** The problem **
Set the pictures aside and return each record below precisely as written.

** Material for this task **

• • • • • • •

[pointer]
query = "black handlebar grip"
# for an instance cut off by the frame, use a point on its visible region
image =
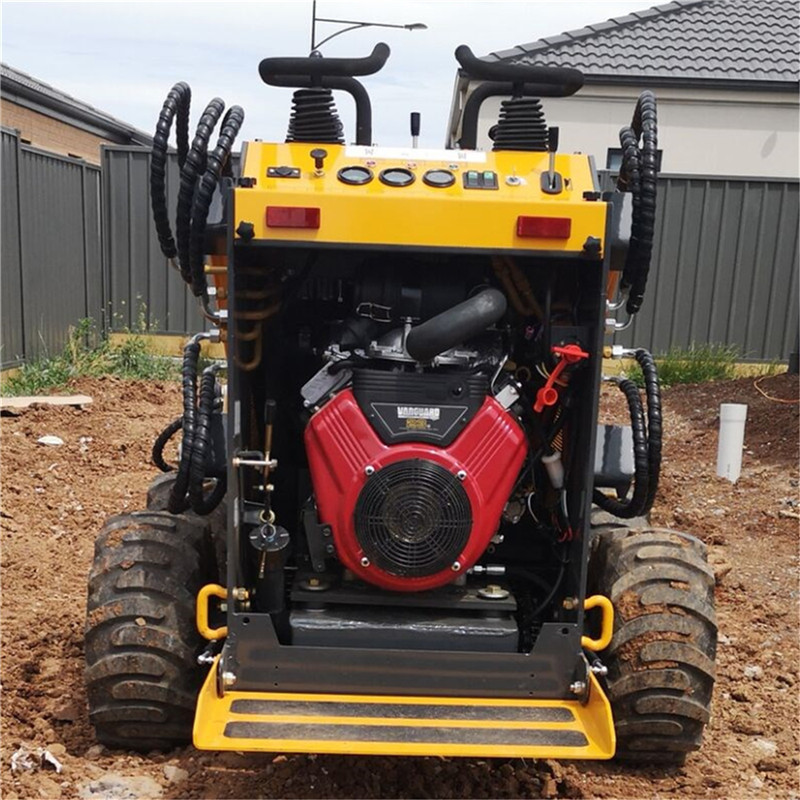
(565, 80)
(316, 67)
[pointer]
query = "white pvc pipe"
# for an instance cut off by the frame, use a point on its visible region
(732, 417)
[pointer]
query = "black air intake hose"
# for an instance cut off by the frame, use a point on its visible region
(314, 118)
(521, 125)
(177, 103)
(646, 444)
(456, 325)
(639, 175)
(216, 161)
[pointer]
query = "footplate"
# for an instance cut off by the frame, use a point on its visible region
(392, 725)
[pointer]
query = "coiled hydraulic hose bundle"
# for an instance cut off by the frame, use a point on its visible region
(194, 467)
(200, 173)
(646, 443)
(639, 175)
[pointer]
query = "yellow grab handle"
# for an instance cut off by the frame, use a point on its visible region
(606, 625)
(201, 612)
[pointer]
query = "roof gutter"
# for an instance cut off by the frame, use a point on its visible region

• • • • • • •

** Answer box **
[pointer]
query = "black handlebar grip"
# for an instance cut off by the frame, use a point on its visible region
image =
(565, 80)
(316, 67)
[pointer]
query = "white pvc pipe"
# for an instance cut off by the frame, use a point on its visible region
(732, 417)
[pointer]
query = "black air intake hose"
# for an instance cut off by the frame, use a point on its visible region
(314, 118)
(521, 125)
(177, 103)
(646, 444)
(456, 325)
(639, 175)
(216, 161)
[pointer]
query = "footplate"
# for an instance cut off by the frame, use a point on its visible region
(392, 725)
[pointer]
query = "coiled hydraulic hose bundle"
# for an instance cut off by the frame, use a point on its visible region
(194, 467)
(200, 173)
(646, 443)
(639, 175)
[pointer]
query = "yellow grab handle"
# for an instance cut off by the frame, use a point on its visible region
(606, 625)
(201, 612)
[pointer]
query = "roof gutter"
# for an instance cut off by the frame, use a point on its visible region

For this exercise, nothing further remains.